**Aim of the task**
Copy the items below word for word, from the line with "Pick out the beige" to the line with "(1143, 738)", including both of those lines.

-- Begin Items --

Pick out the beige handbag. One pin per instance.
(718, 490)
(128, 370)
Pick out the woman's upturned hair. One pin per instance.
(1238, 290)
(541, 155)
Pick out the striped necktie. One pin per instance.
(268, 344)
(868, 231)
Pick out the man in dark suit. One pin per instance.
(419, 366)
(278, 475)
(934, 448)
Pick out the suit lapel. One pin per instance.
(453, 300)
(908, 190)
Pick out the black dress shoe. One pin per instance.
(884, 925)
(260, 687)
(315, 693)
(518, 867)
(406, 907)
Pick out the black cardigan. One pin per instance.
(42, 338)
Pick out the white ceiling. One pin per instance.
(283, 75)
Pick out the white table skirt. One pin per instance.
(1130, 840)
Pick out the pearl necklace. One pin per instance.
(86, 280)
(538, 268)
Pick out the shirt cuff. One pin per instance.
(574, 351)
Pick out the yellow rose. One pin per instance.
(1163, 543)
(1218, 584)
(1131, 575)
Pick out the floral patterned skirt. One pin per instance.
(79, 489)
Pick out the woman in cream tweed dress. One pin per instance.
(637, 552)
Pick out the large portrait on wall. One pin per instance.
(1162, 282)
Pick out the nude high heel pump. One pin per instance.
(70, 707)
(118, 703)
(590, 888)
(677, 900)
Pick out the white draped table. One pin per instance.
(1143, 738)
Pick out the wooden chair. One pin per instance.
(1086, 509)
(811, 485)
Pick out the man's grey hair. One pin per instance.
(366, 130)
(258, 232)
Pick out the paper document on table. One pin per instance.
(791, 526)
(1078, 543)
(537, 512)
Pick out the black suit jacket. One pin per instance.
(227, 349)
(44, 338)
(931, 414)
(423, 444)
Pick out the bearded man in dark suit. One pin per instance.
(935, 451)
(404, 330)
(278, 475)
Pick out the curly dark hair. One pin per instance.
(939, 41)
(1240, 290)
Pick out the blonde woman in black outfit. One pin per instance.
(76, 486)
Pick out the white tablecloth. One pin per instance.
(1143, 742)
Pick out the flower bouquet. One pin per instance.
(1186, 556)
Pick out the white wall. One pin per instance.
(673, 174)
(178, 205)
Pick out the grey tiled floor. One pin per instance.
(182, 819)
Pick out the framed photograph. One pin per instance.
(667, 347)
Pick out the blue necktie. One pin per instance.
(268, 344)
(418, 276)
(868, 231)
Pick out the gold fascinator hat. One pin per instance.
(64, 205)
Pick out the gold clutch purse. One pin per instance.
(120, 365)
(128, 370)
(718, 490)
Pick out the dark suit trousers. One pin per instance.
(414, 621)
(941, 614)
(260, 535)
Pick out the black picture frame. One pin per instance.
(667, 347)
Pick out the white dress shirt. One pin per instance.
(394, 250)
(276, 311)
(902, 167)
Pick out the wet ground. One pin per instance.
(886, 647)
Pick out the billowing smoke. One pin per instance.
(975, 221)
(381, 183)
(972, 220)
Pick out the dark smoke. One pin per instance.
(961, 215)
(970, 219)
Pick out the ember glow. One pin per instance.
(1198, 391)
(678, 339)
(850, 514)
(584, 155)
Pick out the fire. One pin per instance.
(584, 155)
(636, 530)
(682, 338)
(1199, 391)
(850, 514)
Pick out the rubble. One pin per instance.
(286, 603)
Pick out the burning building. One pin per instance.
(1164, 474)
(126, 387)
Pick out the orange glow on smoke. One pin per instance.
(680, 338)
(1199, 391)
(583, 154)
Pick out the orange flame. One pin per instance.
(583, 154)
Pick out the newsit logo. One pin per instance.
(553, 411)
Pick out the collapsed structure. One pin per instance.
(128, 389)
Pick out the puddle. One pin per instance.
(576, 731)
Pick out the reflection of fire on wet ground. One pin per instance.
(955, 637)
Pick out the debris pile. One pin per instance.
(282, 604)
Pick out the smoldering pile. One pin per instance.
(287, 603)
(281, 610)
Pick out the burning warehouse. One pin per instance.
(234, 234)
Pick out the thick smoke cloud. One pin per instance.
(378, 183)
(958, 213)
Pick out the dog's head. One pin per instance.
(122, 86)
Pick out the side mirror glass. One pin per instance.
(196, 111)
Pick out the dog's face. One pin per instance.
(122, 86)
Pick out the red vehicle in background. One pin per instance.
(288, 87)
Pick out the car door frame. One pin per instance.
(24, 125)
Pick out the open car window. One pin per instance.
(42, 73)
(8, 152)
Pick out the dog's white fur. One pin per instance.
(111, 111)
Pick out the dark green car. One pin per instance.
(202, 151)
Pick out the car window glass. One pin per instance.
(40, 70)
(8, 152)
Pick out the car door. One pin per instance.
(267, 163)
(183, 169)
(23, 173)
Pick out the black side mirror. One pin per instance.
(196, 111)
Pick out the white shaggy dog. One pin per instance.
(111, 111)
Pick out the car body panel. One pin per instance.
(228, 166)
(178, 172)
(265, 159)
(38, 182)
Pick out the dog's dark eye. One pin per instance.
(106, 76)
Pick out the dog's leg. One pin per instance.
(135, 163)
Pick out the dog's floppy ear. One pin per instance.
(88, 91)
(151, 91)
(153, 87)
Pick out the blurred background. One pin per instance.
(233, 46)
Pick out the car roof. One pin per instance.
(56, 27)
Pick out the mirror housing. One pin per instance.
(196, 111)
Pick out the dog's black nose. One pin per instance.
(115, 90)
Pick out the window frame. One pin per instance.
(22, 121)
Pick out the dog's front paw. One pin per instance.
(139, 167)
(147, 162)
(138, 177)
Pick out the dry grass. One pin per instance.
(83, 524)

-- End Items --
-- Begin Items --

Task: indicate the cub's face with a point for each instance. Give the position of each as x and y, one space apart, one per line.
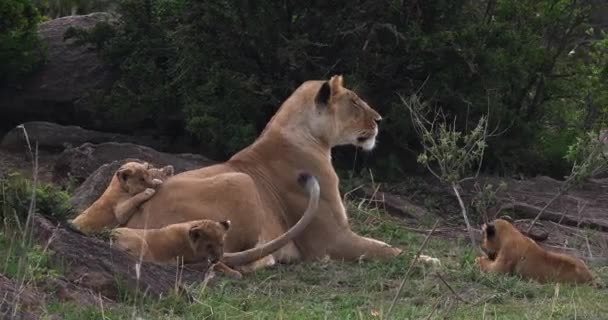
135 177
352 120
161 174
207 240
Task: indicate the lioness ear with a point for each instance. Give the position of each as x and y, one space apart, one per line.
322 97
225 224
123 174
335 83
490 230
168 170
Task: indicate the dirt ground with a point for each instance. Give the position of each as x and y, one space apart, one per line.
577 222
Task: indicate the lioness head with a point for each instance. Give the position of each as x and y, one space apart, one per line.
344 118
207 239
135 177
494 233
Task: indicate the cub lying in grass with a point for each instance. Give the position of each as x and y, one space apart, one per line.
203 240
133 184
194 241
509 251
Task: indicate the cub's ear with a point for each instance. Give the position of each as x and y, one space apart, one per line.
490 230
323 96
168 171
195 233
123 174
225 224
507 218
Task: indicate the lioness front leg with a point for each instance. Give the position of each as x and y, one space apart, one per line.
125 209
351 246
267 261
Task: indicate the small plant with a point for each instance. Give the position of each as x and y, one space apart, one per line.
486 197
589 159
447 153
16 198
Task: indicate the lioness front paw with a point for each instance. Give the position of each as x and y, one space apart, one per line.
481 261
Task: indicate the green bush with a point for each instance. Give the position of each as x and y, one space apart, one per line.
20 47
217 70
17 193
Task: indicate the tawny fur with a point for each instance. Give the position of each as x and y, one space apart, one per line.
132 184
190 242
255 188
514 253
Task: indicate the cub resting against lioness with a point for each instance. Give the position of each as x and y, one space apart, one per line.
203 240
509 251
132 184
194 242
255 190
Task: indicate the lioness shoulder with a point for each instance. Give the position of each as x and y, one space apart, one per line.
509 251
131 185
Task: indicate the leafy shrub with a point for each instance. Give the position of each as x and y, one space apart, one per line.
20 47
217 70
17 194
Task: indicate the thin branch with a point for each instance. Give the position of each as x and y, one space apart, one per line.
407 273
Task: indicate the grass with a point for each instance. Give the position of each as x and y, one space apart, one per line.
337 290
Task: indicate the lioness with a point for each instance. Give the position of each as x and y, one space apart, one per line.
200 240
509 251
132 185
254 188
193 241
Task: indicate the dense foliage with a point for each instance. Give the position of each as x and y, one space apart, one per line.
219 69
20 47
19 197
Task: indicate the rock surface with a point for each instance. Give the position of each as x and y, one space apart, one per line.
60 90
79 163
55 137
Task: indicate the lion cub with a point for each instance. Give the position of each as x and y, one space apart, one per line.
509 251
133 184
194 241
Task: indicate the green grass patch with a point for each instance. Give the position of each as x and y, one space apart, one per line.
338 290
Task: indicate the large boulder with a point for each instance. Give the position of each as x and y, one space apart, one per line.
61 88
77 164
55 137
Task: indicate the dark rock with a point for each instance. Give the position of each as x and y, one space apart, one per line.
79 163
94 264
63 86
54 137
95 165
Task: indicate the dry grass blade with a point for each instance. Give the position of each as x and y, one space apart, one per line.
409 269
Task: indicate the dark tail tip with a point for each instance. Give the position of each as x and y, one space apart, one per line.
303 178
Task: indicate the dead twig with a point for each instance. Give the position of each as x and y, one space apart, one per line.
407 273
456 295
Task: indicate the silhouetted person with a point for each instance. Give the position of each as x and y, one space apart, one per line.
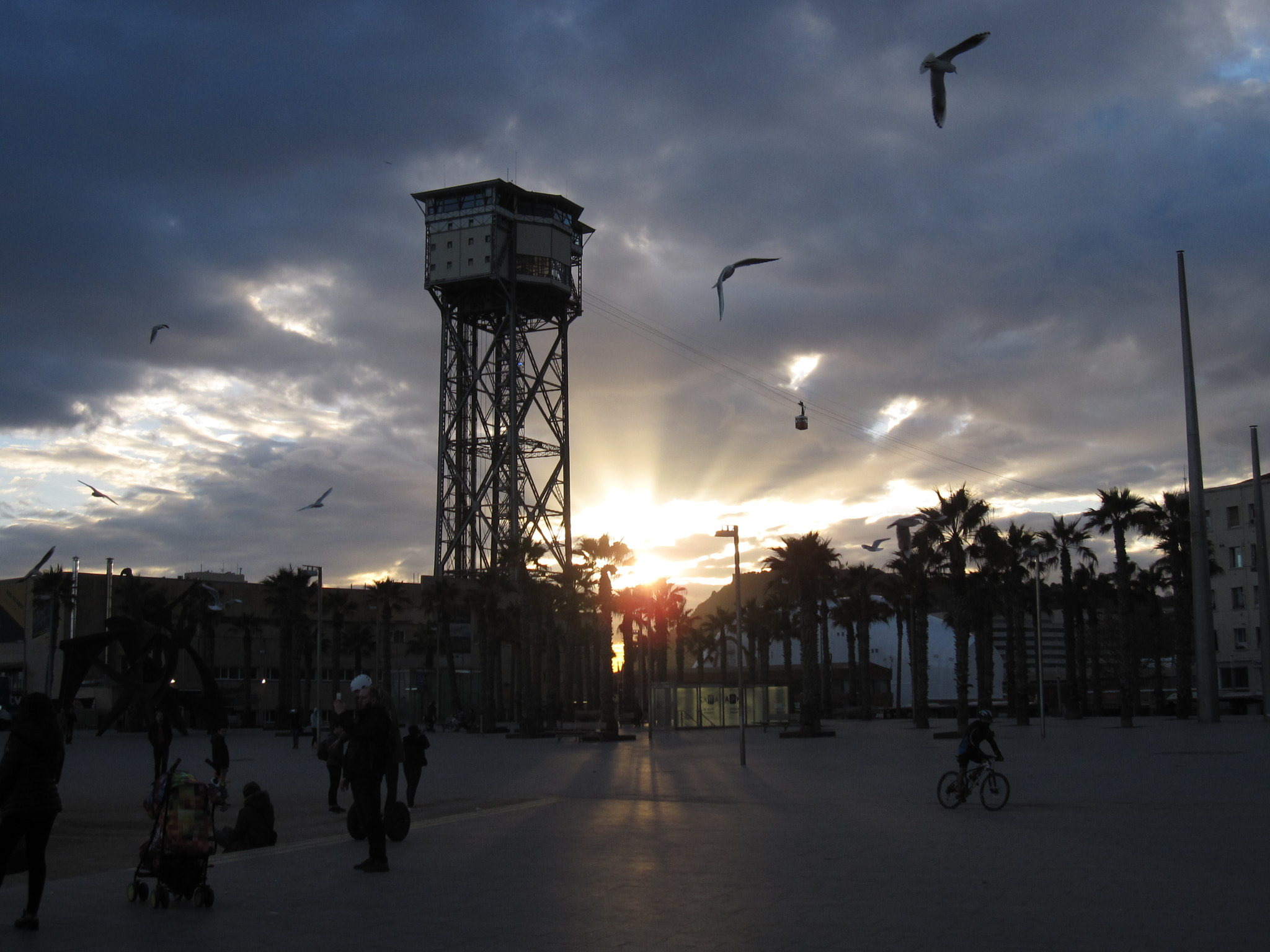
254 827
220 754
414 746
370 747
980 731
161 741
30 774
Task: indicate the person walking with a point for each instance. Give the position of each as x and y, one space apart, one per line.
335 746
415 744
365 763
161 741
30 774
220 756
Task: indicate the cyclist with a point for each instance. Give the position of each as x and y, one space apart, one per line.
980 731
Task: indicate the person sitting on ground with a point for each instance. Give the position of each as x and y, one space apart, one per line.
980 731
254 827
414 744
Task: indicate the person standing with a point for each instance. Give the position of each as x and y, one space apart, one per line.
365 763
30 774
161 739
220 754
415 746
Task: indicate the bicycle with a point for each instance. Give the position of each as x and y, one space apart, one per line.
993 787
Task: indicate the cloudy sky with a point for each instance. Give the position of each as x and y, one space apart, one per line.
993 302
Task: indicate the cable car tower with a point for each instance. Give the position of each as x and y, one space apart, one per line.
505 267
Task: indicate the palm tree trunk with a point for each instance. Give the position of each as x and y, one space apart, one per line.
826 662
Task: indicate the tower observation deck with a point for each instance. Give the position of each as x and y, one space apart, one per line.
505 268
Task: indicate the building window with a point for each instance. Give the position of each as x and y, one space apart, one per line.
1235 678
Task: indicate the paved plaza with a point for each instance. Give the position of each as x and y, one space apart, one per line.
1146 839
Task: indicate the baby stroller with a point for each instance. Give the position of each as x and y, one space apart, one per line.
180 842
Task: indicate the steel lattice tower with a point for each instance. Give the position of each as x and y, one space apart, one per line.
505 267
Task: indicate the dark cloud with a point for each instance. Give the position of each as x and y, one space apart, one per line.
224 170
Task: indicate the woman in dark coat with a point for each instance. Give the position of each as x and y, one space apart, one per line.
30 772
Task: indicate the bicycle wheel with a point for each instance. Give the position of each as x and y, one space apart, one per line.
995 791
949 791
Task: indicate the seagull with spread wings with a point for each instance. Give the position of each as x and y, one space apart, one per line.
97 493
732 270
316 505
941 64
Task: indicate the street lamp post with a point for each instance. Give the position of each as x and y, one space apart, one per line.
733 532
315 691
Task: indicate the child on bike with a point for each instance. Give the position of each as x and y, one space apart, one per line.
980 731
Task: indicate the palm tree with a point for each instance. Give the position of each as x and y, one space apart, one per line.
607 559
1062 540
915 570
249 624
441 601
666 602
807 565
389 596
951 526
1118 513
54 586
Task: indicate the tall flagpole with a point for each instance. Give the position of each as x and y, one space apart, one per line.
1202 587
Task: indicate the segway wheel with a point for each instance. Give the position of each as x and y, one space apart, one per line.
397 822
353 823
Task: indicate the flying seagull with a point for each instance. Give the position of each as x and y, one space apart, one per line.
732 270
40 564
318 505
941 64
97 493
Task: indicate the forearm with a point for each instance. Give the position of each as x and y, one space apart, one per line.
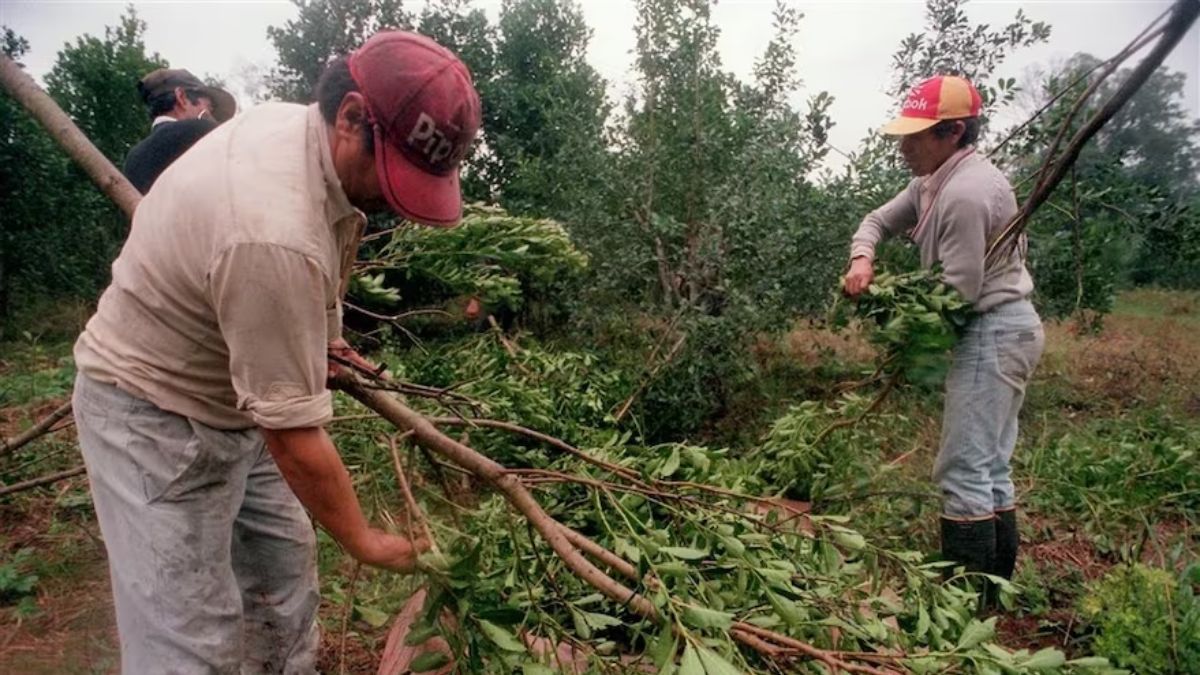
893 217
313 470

-- End Items --
-- Begin Items --

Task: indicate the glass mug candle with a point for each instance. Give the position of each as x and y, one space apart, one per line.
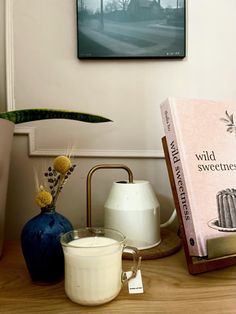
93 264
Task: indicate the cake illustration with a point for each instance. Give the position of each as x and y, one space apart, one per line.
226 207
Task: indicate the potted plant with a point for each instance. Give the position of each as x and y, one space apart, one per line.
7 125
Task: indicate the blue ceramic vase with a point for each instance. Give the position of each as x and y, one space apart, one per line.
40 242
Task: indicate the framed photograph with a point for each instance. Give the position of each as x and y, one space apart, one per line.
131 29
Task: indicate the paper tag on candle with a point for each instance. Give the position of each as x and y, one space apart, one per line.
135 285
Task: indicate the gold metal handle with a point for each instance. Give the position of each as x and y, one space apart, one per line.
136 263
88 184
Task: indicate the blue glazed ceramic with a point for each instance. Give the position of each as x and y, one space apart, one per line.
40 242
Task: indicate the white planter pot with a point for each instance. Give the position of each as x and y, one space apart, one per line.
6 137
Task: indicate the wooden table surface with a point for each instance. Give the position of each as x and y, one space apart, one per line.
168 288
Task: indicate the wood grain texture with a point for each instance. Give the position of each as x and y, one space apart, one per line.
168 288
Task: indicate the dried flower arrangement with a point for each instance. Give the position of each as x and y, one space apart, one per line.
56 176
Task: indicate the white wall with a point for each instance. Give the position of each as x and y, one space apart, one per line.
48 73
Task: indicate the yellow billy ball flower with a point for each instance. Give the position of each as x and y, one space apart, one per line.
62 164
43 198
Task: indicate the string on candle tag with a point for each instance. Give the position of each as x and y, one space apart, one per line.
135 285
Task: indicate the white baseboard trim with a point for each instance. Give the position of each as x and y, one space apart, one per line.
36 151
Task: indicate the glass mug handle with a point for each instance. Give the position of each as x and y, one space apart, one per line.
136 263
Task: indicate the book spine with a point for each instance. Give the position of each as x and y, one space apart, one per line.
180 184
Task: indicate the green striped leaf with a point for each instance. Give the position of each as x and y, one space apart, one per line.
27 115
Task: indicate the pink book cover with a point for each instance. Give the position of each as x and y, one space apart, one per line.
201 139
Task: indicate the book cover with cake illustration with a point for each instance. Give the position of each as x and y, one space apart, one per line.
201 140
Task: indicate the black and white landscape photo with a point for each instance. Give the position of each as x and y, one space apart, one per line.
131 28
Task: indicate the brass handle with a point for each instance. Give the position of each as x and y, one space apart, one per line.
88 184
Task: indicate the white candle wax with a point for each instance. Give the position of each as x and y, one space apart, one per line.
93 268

-- End Items --

**Output below**
Pick out the beige handbag. One pin per instance.
(718, 490)
(128, 370)
Pick out the woman's upturned hair. One pin per instance.
(1238, 290)
(541, 155)
Pick out the striped necktie. One pin per instance.
(268, 344)
(868, 231)
Pick out the man in dark suit. One pin per instance.
(419, 366)
(278, 475)
(934, 448)
Pick out the suit lapel. One pin per instance.
(453, 300)
(908, 190)
Pick out the black dress shoe. One pin per instance.
(884, 925)
(260, 687)
(315, 693)
(518, 867)
(406, 907)
Pick out the black cardigan. One pin per instance.
(42, 338)
Pick out the white ceiling. One pin per instance.
(283, 75)
Pick out the white table skirt. One pin per instance.
(1130, 840)
Pick out the pearl necklace. One pin per instance.
(86, 280)
(538, 268)
Pick out the shirt cuff. One pin per instance.
(574, 351)
Pick out the yellow rose. One pin per instance.
(1163, 543)
(1218, 584)
(1131, 575)
Pick out the floral patterned skirt. One pin per instance.
(79, 489)
Pick out the woman in cream tweed dress. One pin per instance.
(637, 552)
Pick out the large portrait on wall. One pin per instance.
(1162, 282)
Pick out the nude high heel pump. One pin per instance.
(70, 707)
(118, 703)
(590, 888)
(677, 900)
Pick out the white draped table. One pin per instance.
(1143, 738)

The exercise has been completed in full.